-- AIM OF THE TASK --
Could you copy the kernel mailing list message word for word, from "I played around" up to and including "preceding siblings ...)"?

-- DOCUMENT SEGMENT --

I played around with reworking my arm64 version in C. I had to do some
tricks to save x0 which is used on the syscall fastpath. I'm concerned
about relying on gcc to not place anything on the stack when we clear
it. This might be mitigated if we don't make function calls, or maybe
I should have more faith in gcc?

Thanks,
Laura

^ permalink raw reply	[flat|nested] 15+ messages in thread

* [kernel-hardening] Re: [PATCH RFC v4 0/3] Introduce the STACKLEAK feature and a test for it
  2017-10-04 22:55 [kernel-hardening] [PATCH RFC v4 0/3] Introduce the STACKLEAK feature and a test for it Alexander Popov
                   ` (3 preceding siblings ...)

-- EXCERPTED DATA --

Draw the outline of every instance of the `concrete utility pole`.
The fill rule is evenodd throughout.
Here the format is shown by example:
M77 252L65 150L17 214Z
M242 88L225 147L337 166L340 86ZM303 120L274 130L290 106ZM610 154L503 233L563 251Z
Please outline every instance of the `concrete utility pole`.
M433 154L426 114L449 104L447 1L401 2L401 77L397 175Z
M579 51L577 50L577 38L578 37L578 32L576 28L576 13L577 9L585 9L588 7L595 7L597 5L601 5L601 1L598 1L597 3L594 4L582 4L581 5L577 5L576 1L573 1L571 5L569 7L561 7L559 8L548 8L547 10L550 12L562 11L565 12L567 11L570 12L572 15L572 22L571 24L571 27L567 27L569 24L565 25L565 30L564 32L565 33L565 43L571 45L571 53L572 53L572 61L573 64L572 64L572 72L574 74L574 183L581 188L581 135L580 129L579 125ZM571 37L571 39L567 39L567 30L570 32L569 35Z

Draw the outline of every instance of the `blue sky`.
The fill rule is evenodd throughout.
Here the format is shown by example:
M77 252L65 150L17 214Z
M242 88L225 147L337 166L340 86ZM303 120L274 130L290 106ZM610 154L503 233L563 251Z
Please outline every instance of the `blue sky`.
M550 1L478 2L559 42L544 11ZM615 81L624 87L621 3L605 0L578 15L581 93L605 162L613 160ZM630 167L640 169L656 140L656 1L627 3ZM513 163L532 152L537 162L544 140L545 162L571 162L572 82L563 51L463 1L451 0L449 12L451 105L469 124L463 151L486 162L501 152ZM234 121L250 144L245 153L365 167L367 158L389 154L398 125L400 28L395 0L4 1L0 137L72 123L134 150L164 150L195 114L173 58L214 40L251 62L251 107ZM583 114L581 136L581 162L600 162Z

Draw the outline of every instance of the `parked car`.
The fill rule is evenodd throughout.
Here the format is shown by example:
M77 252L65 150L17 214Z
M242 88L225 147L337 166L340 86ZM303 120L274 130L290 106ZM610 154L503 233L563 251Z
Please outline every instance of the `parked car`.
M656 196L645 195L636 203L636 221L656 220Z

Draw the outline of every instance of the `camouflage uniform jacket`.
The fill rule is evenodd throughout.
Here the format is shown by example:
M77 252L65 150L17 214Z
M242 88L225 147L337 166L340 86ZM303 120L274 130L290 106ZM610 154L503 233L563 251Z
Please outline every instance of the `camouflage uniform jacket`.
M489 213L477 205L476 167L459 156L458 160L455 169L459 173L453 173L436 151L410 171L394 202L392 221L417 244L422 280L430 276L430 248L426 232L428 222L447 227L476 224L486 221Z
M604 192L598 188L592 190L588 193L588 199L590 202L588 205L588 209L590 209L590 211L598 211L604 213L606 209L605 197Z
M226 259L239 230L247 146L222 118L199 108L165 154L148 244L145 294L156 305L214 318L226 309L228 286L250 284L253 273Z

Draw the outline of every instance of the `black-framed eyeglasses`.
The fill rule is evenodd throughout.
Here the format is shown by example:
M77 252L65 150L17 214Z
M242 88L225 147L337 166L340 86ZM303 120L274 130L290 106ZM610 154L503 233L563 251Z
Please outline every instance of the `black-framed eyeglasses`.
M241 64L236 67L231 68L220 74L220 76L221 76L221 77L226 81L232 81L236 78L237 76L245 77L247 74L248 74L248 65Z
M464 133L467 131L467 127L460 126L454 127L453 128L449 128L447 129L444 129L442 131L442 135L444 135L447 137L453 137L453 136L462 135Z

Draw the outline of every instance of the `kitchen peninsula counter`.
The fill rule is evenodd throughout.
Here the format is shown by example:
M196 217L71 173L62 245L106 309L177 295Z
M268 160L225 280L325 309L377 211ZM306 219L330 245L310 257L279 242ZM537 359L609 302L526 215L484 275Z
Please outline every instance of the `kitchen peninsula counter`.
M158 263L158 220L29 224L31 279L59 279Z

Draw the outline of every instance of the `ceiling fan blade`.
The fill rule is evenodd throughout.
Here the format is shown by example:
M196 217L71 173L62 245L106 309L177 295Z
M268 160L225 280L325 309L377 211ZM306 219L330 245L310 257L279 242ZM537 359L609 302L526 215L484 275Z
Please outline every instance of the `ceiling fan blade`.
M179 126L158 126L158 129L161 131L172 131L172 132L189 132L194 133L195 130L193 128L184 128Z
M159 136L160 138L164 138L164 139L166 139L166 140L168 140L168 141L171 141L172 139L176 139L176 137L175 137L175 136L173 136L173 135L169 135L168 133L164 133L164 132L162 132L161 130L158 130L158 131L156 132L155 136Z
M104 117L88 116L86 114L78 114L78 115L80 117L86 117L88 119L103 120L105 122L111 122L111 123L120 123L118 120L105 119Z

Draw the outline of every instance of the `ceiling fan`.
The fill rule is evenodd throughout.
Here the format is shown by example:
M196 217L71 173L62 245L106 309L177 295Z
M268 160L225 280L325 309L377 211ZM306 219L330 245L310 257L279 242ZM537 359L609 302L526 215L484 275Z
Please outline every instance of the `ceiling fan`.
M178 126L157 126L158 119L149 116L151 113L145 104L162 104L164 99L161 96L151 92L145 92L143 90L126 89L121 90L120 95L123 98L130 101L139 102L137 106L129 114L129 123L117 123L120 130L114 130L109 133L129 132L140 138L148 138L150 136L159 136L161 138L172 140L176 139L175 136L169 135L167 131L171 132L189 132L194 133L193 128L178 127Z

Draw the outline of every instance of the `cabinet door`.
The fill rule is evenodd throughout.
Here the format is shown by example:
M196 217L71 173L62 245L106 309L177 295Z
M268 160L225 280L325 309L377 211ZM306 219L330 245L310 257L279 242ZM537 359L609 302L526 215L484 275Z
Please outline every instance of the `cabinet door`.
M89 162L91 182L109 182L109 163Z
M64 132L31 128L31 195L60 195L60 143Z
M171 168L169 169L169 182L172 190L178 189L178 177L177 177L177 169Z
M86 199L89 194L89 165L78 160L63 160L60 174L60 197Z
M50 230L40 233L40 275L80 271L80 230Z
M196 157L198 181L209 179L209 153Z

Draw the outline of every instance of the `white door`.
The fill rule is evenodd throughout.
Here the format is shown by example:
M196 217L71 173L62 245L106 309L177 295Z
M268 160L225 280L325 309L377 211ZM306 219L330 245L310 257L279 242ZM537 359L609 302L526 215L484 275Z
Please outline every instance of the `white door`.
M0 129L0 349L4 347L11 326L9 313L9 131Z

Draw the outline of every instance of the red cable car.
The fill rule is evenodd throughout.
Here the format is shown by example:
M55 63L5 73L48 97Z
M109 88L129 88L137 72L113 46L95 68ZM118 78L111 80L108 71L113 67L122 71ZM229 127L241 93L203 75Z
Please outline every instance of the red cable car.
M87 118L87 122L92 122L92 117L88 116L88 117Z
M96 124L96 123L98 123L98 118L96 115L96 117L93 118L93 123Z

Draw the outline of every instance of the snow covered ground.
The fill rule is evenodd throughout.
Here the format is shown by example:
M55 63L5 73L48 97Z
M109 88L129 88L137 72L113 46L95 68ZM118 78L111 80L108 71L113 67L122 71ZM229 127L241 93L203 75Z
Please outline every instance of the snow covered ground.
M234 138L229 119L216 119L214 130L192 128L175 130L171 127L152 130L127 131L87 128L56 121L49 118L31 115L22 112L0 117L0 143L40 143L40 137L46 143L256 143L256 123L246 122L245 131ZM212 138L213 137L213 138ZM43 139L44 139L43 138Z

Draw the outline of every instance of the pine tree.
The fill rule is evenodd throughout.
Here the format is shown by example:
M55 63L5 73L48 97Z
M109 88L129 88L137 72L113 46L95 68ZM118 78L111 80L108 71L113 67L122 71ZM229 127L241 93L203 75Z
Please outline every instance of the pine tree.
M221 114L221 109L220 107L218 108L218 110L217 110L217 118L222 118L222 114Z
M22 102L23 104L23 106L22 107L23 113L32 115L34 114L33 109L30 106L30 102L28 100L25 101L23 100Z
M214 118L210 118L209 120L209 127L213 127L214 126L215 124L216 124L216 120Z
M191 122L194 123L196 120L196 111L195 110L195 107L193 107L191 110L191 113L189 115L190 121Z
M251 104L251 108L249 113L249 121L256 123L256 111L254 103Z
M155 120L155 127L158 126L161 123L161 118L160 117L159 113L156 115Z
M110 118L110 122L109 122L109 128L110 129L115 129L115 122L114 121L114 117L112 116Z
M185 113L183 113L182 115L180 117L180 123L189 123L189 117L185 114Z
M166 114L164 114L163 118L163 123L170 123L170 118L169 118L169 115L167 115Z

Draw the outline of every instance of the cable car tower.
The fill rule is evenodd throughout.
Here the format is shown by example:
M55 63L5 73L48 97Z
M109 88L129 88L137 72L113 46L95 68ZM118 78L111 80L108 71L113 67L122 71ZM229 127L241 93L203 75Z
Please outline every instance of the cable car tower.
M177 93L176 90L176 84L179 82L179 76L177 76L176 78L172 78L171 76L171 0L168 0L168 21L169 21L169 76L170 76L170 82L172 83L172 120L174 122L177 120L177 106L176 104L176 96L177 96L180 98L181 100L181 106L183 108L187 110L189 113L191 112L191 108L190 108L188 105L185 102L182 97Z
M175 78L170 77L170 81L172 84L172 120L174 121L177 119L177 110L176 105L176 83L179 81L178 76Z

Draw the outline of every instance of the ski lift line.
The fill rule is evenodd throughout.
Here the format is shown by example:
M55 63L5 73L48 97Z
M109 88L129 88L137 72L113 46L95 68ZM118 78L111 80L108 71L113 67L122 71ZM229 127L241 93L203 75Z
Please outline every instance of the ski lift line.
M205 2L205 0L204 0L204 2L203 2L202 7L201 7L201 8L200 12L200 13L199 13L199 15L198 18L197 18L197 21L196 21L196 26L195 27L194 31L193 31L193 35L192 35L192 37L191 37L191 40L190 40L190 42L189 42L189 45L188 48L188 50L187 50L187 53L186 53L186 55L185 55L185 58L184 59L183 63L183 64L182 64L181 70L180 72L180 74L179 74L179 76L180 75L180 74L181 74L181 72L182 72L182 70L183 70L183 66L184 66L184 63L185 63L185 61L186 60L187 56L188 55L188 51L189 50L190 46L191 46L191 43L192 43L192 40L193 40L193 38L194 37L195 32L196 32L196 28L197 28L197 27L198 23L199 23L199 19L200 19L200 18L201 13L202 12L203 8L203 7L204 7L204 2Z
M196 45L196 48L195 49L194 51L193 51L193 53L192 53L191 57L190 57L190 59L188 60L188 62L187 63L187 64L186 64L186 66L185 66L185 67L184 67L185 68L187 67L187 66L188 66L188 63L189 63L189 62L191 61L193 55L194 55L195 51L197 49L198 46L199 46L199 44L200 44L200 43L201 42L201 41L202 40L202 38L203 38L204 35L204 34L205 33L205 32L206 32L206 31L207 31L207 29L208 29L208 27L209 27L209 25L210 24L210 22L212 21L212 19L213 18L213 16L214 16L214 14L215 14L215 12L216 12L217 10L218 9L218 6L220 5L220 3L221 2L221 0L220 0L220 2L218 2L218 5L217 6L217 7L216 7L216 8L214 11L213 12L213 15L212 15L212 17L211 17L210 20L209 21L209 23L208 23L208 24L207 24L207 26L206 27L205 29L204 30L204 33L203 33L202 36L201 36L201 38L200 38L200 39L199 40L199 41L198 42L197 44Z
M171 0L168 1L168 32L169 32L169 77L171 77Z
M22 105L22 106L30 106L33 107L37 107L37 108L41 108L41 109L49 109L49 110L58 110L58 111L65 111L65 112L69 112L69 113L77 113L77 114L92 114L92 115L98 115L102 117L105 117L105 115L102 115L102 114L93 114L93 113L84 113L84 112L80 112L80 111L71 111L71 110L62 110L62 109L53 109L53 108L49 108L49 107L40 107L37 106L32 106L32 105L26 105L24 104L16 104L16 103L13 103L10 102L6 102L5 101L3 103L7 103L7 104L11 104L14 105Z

-- RESULT OF THIS EXERCISE --
I played around with reworking my arm64 version in C. I had to do some
tricks to save x0 which is used on the syscall fastpath. I'm concerned
about relying on gcc to not place anything on the stack when we clear
it. This might be mitigated if we don't make function calls, or maybe
I should have more faith in gcc?

Thanks,
Laura

^ permalink raw reply	[flat|nested] 15+ messages in thread

* [kernel-hardening] Re: [PATCH RFC v4 0/3] Introduce the STACKLEAK feature and a test for it
  2017-10-04 22:55 [kernel-hardening] [PATCH RFC v4 0/3] Introduce the STACKLEAK feature and a test for it Alexander Popov
                   ` (3 preceding siblings ...)